__Your assignment__
What lines in the records below hold the string "sidewalk"? Please show them.

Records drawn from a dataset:

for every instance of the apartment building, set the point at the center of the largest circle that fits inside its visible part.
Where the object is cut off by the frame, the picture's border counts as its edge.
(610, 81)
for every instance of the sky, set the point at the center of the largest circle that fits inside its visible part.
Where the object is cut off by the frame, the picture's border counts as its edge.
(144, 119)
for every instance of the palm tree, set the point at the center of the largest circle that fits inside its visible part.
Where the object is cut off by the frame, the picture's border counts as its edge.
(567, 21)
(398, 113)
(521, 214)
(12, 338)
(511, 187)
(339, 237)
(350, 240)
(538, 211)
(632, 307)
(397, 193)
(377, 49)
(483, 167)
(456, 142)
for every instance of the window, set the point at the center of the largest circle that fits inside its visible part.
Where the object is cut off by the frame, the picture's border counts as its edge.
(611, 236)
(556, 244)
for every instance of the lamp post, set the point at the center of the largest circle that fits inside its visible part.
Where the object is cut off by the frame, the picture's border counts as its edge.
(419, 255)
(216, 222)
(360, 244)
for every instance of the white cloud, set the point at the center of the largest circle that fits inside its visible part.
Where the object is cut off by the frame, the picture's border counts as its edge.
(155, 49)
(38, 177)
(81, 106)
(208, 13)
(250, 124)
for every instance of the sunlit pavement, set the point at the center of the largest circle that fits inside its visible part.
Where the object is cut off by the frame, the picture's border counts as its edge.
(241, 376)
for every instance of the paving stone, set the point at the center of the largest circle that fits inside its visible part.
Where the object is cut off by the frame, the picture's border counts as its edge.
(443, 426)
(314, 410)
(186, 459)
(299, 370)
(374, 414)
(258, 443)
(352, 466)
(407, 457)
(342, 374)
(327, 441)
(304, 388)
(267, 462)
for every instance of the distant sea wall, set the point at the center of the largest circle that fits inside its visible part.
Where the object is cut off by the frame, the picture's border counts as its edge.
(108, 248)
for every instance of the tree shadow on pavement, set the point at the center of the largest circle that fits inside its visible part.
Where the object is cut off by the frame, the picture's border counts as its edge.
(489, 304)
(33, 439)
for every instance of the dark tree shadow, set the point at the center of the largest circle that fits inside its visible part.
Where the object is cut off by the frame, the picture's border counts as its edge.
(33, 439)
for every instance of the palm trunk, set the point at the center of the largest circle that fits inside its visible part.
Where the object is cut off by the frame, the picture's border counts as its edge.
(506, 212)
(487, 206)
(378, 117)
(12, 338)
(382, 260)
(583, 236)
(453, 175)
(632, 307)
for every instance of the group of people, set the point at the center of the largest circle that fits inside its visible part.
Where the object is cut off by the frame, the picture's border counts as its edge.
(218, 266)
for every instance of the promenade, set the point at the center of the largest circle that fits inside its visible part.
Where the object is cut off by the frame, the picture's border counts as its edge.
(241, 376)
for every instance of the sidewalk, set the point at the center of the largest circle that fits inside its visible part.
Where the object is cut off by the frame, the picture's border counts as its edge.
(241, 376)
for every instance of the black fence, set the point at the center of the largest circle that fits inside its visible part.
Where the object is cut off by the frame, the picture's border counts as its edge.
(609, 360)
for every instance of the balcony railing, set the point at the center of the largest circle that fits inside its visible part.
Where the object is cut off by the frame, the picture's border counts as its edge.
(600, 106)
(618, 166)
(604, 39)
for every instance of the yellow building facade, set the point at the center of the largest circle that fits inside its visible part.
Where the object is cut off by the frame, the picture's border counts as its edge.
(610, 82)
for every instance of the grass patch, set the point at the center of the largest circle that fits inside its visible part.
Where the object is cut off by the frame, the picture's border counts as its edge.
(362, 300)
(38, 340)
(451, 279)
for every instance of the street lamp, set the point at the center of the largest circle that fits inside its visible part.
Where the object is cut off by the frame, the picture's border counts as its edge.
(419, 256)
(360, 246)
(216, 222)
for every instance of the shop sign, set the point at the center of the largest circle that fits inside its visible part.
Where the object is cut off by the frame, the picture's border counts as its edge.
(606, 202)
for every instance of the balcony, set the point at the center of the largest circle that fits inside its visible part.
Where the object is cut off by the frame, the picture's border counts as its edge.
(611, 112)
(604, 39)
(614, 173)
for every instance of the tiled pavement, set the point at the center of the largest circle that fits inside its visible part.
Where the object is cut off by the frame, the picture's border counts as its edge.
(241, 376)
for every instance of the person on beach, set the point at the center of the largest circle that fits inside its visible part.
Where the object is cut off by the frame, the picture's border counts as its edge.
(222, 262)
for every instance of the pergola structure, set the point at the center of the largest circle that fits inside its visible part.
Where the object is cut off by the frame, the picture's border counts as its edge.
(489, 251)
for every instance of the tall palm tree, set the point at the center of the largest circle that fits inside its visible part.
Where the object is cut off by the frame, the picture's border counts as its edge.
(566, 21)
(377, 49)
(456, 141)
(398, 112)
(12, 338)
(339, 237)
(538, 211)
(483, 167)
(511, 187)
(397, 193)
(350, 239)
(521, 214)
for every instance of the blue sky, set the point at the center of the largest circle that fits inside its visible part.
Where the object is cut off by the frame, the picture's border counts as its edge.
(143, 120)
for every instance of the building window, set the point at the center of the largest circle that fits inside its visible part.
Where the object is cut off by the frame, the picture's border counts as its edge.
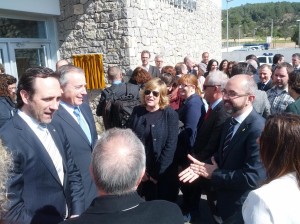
(17, 28)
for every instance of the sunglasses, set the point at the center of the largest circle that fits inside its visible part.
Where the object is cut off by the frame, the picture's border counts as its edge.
(206, 86)
(148, 92)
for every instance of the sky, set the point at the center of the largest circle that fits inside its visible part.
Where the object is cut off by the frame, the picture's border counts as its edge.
(234, 3)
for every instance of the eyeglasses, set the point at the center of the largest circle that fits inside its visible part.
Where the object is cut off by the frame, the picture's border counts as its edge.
(183, 85)
(206, 86)
(233, 95)
(148, 92)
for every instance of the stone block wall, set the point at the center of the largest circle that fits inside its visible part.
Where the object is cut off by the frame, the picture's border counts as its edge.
(121, 29)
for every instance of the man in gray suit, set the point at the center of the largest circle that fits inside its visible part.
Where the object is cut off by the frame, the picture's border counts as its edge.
(236, 167)
(154, 71)
(74, 119)
(44, 185)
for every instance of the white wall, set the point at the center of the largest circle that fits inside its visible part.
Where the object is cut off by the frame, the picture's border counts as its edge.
(50, 7)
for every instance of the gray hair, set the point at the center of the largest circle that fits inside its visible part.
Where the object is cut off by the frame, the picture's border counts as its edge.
(118, 161)
(6, 164)
(217, 78)
(158, 56)
(114, 73)
(64, 70)
(188, 58)
(296, 55)
(249, 84)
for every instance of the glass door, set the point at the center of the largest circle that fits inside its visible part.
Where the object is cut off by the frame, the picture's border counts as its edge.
(27, 55)
(4, 58)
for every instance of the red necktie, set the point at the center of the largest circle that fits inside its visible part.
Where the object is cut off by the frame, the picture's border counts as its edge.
(208, 112)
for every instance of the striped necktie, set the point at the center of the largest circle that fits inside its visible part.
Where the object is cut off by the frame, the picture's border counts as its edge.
(228, 137)
(83, 124)
(53, 151)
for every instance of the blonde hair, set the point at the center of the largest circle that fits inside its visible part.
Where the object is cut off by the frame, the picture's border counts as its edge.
(153, 84)
(6, 164)
(189, 79)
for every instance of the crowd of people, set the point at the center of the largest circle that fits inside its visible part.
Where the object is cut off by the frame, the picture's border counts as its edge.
(227, 130)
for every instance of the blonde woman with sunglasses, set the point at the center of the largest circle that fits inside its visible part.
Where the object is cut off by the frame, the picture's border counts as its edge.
(156, 125)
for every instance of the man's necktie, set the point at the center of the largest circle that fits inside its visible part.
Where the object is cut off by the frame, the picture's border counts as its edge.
(53, 152)
(228, 137)
(84, 126)
(208, 112)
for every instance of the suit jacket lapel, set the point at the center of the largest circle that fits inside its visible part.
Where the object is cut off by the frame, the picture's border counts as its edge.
(35, 144)
(239, 134)
(71, 121)
(89, 121)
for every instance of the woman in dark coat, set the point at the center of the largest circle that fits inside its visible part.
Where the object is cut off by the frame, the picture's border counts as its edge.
(156, 125)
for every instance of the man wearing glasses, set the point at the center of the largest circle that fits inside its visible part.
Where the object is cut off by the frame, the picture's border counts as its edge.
(235, 168)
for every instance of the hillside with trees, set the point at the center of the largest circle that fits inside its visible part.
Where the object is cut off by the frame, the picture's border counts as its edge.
(261, 20)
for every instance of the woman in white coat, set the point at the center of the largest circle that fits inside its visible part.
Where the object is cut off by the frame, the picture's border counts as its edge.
(278, 200)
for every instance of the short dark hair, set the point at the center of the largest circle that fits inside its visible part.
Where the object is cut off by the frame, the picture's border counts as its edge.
(5, 81)
(252, 56)
(289, 68)
(276, 58)
(294, 81)
(279, 146)
(146, 52)
(296, 55)
(26, 81)
(243, 68)
(209, 64)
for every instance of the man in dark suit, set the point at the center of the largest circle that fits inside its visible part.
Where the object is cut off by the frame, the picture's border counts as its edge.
(265, 73)
(294, 91)
(72, 81)
(44, 185)
(118, 166)
(208, 136)
(235, 168)
(154, 71)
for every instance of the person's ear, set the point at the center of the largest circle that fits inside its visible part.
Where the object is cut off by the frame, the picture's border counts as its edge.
(140, 179)
(25, 96)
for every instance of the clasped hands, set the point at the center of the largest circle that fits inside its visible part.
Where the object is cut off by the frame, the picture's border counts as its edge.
(197, 169)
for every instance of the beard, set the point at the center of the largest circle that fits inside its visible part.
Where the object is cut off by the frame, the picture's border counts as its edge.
(233, 108)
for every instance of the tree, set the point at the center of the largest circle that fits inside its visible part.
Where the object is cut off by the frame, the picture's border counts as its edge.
(296, 36)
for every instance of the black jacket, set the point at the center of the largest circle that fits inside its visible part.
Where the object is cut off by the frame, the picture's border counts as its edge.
(131, 209)
(164, 134)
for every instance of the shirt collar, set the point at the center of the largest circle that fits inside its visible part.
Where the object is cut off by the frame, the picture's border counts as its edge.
(243, 116)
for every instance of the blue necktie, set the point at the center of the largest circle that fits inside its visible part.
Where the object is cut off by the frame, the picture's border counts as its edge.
(84, 126)
(228, 137)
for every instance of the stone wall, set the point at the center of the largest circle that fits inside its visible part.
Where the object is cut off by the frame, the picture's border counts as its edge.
(121, 29)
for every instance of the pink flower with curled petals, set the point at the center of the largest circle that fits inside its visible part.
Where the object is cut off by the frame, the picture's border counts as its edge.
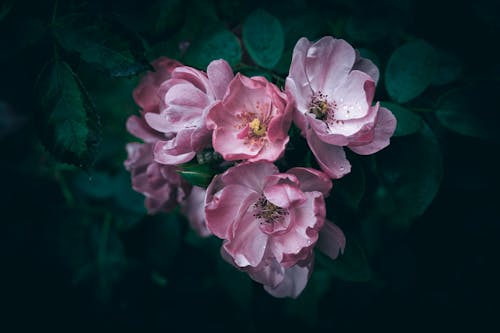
(278, 280)
(186, 99)
(252, 121)
(162, 186)
(264, 215)
(333, 88)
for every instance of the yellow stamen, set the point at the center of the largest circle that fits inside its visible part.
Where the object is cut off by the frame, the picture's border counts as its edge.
(257, 128)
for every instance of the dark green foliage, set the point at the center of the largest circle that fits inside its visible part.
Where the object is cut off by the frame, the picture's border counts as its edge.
(214, 43)
(67, 120)
(420, 216)
(411, 171)
(410, 70)
(471, 110)
(408, 122)
(263, 38)
(352, 265)
(108, 47)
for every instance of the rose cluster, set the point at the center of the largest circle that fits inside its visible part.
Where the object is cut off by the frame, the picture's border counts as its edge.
(270, 220)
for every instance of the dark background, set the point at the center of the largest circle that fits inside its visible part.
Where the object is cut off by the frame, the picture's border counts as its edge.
(440, 273)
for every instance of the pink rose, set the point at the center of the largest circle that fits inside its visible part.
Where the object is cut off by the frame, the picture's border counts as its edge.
(252, 121)
(186, 98)
(281, 281)
(264, 215)
(161, 184)
(333, 88)
(278, 280)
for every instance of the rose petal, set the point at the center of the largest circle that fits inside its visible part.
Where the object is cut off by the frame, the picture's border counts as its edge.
(330, 158)
(294, 281)
(367, 66)
(248, 243)
(328, 62)
(226, 206)
(219, 75)
(312, 180)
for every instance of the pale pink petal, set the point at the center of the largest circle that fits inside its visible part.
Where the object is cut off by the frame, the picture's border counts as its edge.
(193, 208)
(271, 151)
(331, 240)
(328, 62)
(139, 155)
(280, 124)
(226, 206)
(196, 77)
(187, 95)
(309, 215)
(248, 244)
(269, 273)
(367, 66)
(219, 75)
(354, 96)
(166, 153)
(384, 129)
(284, 195)
(312, 180)
(228, 143)
(294, 281)
(330, 158)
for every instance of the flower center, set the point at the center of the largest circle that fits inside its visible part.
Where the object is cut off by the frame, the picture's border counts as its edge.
(258, 129)
(268, 211)
(321, 108)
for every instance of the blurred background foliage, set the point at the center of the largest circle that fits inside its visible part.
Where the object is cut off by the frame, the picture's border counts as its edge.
(421, 217)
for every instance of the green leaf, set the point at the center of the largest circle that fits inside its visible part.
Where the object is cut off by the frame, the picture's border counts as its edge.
(215, 43)
(449, 68)
(108, 48)
(98, 185)
(410, 70)
(68, 123)
(408, 122)
(263, 38)
(197, 174)
(471, 110)
(254, 71)
(352, 265)
(411, 171)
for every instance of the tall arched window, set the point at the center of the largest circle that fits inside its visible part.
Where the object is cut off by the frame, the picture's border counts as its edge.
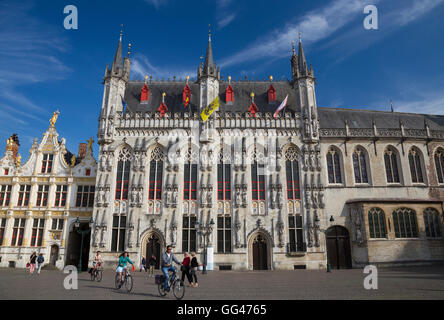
(334, 166)
(431, 222)
(123, 170)
(156, 173)
(190, 177)
(415, 166)
(391, 165)
(376, 223)
(292, 170)
(439, 164)
(257, 177)
(404, 221)
(223, 178)
(360, 166)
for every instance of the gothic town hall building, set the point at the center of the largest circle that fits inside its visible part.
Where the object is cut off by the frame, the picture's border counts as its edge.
(308, 187)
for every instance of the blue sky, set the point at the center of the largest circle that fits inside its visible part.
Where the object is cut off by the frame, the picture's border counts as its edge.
(44, 67)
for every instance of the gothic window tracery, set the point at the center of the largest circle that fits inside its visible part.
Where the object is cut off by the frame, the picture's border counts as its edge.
(123, 171)
(391, 165)
(439, 164)
(360, 165)
(334, 166)
(376, 223)
(415, 164)
(156, 173)
(292, 170)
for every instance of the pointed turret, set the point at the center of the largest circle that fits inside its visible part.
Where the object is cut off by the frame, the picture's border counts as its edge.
(209, 68)
(117, 66)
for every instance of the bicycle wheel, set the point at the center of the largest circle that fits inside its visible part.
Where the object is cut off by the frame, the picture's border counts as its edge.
(129, 283)
(117, 282)
(162, 292)
(99, 275)
(178, 289)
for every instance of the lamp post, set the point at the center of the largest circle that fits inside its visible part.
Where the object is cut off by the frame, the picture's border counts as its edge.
(82, 233)
(317, 225)
(205, 231)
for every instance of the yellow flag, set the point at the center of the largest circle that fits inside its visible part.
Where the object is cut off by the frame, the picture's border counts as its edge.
(208, 111)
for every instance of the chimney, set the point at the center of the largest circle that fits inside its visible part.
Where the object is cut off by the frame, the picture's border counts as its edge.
(15, 145)
(82, 150)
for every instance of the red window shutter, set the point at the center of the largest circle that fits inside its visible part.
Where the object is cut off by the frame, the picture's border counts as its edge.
(253, 109)
(145, 95)
(229, 94)
(163, 109)
(271, 95)
(186, 94)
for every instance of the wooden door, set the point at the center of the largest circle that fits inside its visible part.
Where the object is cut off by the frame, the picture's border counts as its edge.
(260, 253)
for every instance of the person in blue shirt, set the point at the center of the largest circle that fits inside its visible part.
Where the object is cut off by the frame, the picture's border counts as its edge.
(123, 261)
(167, 265)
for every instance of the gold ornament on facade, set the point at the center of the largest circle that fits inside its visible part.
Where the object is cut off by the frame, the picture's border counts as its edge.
(19, 160)
(9, 144)
(90, 143)
(53, 119)
(73, 160)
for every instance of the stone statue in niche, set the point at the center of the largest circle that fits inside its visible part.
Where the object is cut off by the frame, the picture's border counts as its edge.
(175, 195)
(238, 197)
(169, 196)
(203, 196)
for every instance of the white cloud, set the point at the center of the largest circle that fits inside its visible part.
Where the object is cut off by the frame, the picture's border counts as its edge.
(432, 104)
(223, 22)
(315, 25)
(141, 66)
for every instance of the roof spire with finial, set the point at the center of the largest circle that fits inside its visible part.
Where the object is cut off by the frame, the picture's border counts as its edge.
(117, 66)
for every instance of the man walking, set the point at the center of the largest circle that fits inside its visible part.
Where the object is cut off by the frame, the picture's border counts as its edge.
(167, 265)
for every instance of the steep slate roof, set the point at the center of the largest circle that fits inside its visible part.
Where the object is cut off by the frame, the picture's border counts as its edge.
(242, 99)
(332, 118)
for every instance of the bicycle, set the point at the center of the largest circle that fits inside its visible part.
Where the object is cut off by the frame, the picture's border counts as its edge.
(127, 280)
(177, 285)
(96, 274)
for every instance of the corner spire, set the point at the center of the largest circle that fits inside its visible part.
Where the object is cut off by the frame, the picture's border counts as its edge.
(117, 66)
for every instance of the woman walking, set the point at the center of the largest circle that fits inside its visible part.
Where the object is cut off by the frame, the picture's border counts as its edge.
(186, 268)
(32, 260)
(194, 265)
(40, 261)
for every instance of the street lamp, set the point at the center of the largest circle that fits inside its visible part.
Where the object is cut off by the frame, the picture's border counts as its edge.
(205, 231)
(317, 225)
(83, 233)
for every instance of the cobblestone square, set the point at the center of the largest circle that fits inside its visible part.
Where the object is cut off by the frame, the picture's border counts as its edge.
(415, 283)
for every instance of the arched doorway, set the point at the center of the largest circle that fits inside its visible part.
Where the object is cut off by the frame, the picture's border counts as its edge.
(74, 244)
(152, 244)
(259, 252)
(338, 248)
(54, 256)
(153, 248)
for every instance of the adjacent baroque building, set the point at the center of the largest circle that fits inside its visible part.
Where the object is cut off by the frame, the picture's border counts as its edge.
(41, 199)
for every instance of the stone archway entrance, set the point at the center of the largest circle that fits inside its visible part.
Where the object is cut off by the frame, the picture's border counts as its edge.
(54, 256)
(153, 245)
(260, 252)
(338, 248)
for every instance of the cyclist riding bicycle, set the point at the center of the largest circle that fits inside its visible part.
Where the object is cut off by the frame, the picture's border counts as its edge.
(123, 261)
(97, 261)
(167, 265)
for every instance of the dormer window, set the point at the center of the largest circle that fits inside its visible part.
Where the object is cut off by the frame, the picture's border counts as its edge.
(186, 96)
(271, 94)
(145, 95)
(229, 95)
(47, 163)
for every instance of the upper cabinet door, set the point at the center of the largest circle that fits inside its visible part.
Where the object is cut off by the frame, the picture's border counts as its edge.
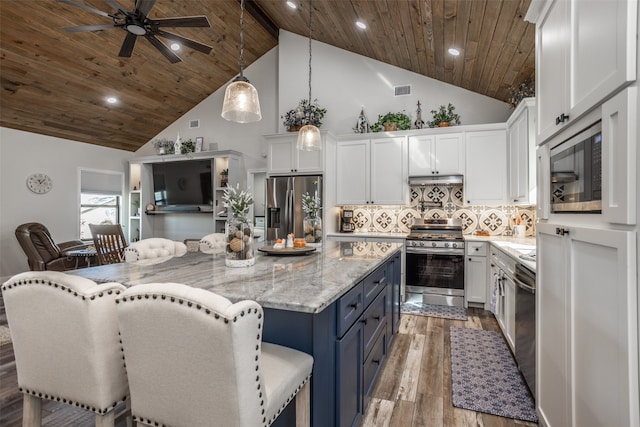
(486, 171)
(586, 51)
(388, 171)
(422, 153)
(352, 172)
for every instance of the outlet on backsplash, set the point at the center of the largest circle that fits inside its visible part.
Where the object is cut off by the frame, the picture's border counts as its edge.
(496, 220)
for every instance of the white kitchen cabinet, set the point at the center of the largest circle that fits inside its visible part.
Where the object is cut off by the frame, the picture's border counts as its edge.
(521, 150)
(431, 155)
(371, 172)
(284, 158)
(585, 52)
(619, 146)
(587, 342)
(475, 273)
(485, 179)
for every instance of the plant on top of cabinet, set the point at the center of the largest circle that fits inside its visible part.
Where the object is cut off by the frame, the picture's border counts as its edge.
(163, 146)
(305, 113)
(444, 116)
(525, 89)
(391, 122)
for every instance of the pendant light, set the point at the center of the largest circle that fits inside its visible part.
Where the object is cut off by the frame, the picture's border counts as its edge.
(241, 103)
(309, 138)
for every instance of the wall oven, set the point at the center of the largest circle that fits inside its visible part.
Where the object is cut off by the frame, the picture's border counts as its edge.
(576, 172)
(435, 262)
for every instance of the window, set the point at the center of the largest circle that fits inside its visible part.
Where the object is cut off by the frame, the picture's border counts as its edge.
(98, 209)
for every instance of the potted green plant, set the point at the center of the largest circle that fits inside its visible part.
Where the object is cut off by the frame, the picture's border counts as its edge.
(305, 113)
(444, 116)
(164, 146)
(392, 121)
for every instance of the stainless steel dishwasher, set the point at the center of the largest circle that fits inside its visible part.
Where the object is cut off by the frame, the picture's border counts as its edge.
(525, 281)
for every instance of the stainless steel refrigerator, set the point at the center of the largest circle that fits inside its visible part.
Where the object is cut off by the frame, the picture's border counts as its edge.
(284, 203)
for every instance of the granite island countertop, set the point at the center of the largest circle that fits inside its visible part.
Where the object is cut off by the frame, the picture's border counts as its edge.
(304, 283)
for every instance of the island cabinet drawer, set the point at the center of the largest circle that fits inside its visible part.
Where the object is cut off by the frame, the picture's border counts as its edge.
(374, 283)
(476, 248)
(350, 307)
(373, 363)
(374, 319)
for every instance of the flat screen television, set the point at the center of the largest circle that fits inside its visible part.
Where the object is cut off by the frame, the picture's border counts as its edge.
(182, 183)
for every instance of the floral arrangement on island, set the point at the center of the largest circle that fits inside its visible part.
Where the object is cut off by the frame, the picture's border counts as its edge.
(239, 232)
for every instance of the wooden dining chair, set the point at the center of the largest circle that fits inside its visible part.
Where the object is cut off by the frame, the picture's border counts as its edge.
(109, 242)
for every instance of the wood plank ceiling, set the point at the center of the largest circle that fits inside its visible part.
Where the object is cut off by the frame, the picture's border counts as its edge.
(55, 82)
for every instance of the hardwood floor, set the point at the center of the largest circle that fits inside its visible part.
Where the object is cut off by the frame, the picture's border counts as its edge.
(414, 388)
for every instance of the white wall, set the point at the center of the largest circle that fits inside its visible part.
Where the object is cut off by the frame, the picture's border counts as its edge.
(344, 82)
(23, 153)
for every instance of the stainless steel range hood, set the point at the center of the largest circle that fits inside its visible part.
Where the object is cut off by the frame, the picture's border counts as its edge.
(436, 179)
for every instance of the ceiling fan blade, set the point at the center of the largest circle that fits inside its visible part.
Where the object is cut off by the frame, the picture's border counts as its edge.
(113, 4)
(183, 21)
(144, 6)
(81, 28)
(85, 7)
(168, 53)
(127, 45)
(185, 41)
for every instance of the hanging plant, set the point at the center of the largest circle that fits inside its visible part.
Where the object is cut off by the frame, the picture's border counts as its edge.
(305, 113)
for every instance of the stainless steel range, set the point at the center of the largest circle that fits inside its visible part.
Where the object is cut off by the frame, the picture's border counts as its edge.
(435, 262)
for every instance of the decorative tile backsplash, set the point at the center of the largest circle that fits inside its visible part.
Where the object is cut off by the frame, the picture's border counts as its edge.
(497, 220)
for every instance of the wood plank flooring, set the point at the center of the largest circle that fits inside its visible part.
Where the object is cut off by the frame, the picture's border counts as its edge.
(413, 390)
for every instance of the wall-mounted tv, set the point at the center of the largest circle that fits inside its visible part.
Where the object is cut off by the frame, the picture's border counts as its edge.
(186, 182)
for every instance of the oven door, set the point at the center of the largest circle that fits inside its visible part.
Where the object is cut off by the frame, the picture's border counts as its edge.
(439, 271)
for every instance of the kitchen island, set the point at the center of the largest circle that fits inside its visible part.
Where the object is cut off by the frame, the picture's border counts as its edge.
(341, 308)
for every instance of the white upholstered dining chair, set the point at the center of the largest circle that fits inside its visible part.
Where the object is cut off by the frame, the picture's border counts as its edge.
(154, 250)
(214, 243)
(66, 343)
(195, 359)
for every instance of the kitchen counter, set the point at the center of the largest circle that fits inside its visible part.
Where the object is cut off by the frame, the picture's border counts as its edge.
(305, 283)
(512, 246)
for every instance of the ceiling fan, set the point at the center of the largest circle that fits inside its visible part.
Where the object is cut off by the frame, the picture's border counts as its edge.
(137, 23)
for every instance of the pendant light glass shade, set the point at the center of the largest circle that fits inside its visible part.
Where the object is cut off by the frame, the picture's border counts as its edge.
(241, 103)
(309, 138)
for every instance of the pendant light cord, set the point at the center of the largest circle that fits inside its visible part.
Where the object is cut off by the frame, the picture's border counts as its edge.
(241, 62)
(310, 27)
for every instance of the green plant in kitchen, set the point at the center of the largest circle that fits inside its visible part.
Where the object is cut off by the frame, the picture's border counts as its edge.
(187, 146)
(305, 113)
(525, 89)
(444, 116)
(164, 146)
(391, 122)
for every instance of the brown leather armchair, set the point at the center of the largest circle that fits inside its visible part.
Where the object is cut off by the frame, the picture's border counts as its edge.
(43, 253)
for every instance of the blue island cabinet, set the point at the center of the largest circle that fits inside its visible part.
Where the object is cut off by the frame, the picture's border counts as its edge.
(349, 341)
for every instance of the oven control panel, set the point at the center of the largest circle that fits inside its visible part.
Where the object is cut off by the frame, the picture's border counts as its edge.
(435, 244)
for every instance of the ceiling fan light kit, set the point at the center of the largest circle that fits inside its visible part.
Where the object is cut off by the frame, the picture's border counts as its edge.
(309, 138)
(241, 103)
(136, 23)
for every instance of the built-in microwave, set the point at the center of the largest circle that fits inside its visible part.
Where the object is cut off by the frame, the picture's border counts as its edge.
(576, 172)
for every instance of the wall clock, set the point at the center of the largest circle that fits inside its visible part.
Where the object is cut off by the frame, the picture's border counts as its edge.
(39, 183)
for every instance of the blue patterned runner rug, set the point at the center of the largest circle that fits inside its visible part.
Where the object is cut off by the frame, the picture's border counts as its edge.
(485, 377)
(433, 310)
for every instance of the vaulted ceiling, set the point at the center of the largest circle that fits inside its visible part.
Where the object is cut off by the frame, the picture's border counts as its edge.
(55, 82)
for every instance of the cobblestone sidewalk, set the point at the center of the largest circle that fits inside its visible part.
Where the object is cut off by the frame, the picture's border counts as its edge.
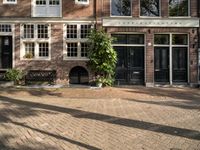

__The completed task__
for every instance of the sidewalk, set the point at the center of the largest circle that fits inside its visible part.
for every instance of the cobblestone sidewalk, set the point at the center of the largest circle that fits inside its visible part.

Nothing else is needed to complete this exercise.